Plusvalenze e manovra stipendi: perché la Juventus non ha paura

Il club ha esplicitato il proprio convincimento attraverso vie istituzionali che dal punto di vista mediatico non hanno lo stesso impatto: le contestazioni offrono spunti di difesa in giurisprudenza

Senza dover sposare il convincimento di Sir Winston Churchill per cui “Una bugia fa in tempo a compiere mezzo giro del mondo prima che la verità riesca a mettersi i pantaloni”, per orientarsi al meglio sull’indagine che riguarda la Juventus e i suoi tre bilanci, dal 19/20 al 21/22, è comunque consigliabile affinare l’orecchio al fine di sentire non solo le presunte verità urlate e provare così ad ascoltare anche i ragionamenti spiegati a tono di voce normale. Fanno meno rumore, quindi attirano meno in assoluto, ma probabilmente consentono di mettere a fuoco in maniera nitida i fatti. Che, si sa, saranno poi oggetto di valutazione e giudizio qualora il Giudice dell’udienza preliminare, nella prima seduta che sarà calendarizzata per fine febbraio inizio marzo, dovesse decidere di accogliere la richiesta di rinvio a giudizio per i 12 dirigenti bianconeri e la società stessa. I reati, tra gli altri, false comunicazioni sociali e ostacolo alla vigilanza Consob.
────────────────────
- **Consegna**
Stabilisca se ciascuna delle seguenti affermazioni concorda con l'articolo sull'indagine relativa alla Juventus, rispondendo sì o no e citando alla lettera le parole decisive del brano.
1. L'indagine riguarda tre bilanci della Juventus.
2. La richiesta di rinvio a giudizio riguarda dieci dirigenti bianconeri.
3. La prima seduta del Giudice dell'udienza preliminare sarà fissata per fine febbraio inizio marzo.
In questa parte i dati non hanno alcun ruolo.
────────────────────
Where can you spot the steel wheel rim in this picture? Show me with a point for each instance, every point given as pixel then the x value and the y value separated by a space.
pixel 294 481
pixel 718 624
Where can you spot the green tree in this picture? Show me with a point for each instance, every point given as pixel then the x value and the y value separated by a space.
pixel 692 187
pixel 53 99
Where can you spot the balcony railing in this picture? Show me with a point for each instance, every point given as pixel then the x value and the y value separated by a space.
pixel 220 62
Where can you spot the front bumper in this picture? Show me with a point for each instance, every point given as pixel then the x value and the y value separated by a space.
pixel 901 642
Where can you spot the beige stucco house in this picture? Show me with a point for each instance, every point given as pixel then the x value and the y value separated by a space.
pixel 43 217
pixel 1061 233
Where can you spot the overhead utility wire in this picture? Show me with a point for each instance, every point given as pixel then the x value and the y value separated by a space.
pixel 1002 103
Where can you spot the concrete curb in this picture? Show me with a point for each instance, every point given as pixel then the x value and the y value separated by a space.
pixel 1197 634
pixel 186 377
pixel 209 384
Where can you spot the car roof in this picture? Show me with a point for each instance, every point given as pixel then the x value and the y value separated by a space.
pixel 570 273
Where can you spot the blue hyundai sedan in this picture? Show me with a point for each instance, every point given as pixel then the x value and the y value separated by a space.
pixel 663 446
────────────────────
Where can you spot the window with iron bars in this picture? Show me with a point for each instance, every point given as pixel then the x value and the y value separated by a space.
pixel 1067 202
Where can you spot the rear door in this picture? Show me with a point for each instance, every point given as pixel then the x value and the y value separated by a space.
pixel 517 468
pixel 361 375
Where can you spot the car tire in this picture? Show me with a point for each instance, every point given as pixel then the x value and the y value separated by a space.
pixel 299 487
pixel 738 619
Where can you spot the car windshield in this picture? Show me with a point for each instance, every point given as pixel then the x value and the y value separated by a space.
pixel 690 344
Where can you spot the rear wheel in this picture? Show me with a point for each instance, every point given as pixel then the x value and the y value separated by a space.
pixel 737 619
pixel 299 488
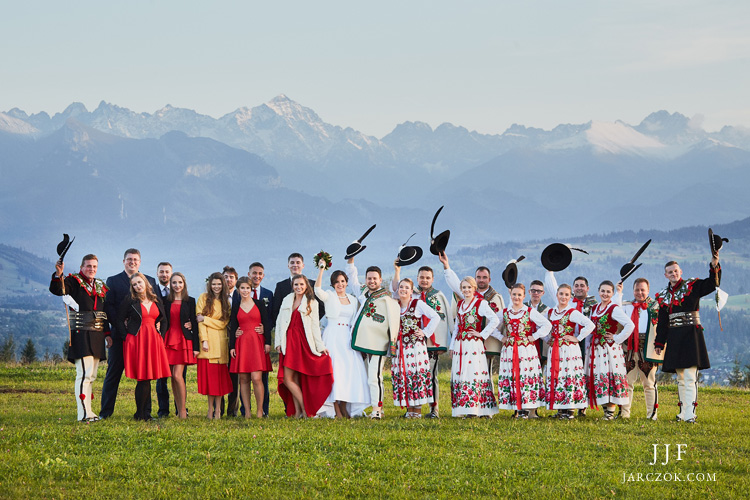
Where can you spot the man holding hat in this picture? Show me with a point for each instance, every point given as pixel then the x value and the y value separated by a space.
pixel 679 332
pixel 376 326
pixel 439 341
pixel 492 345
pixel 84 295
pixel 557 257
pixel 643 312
────────────────────
- **Soluzione**
1. Sì: "riguarda la Juventus e i suoi tre bilanci, dal 19/20 al 21/22".
2. No: "per i 12 dirigenti bianconeri e la società stessa".
3. Sì: "nella prima seduta che sarà calendarizzata per fine febbraio inizio marzo".